** Source information follows **
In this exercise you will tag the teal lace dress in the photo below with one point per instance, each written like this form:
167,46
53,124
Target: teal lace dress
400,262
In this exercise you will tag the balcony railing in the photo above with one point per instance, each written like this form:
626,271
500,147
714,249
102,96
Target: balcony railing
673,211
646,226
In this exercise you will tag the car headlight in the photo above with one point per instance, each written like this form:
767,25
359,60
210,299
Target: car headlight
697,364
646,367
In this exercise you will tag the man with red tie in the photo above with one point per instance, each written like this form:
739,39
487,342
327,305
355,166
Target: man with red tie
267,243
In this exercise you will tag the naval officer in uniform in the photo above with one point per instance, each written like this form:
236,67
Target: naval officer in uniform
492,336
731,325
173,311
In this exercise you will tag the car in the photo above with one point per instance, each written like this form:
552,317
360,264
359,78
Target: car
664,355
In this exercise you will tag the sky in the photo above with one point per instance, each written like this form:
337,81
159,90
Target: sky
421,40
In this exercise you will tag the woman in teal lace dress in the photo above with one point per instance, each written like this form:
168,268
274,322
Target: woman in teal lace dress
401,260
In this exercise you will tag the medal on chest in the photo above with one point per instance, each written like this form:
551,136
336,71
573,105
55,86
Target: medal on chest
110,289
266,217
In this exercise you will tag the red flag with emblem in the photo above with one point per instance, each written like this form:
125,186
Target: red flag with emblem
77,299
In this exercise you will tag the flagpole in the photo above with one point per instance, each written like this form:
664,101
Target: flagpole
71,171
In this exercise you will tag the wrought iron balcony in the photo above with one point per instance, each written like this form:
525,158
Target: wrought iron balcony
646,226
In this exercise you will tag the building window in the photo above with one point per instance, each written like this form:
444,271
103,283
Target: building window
** End of Source information **
● **Problem**: In the records above, find the line containing "In this exercise you will tag the medal" and print it and every later line exactly, through the last one.

● **Response below**:
In this exercise you will tag the medal on chest in the photo above with one point per instance, each written like this form:
551,136
336,71
573,105
55,86
Target: medal on chest
110,289
266,217
In this exercise you will tag the red flag with emblem in the photo above with one point per instance, each written like this form:
125,186
Target: red flag with emblem
77,299
In this exercise you will tag the flagpole in the photo above with one point per instance, each written like this form:
664,101
Target: flagpole
71,171
In this exercise you will tag the wrought iron balcony in the photo above with one point per instance, each written like this form:
525,158
Target: wrought iron balcony
646,226
In this exercise you will tag the building window in the photo above with one point per instance, each written like this form:
444,271
103,283
Target: building window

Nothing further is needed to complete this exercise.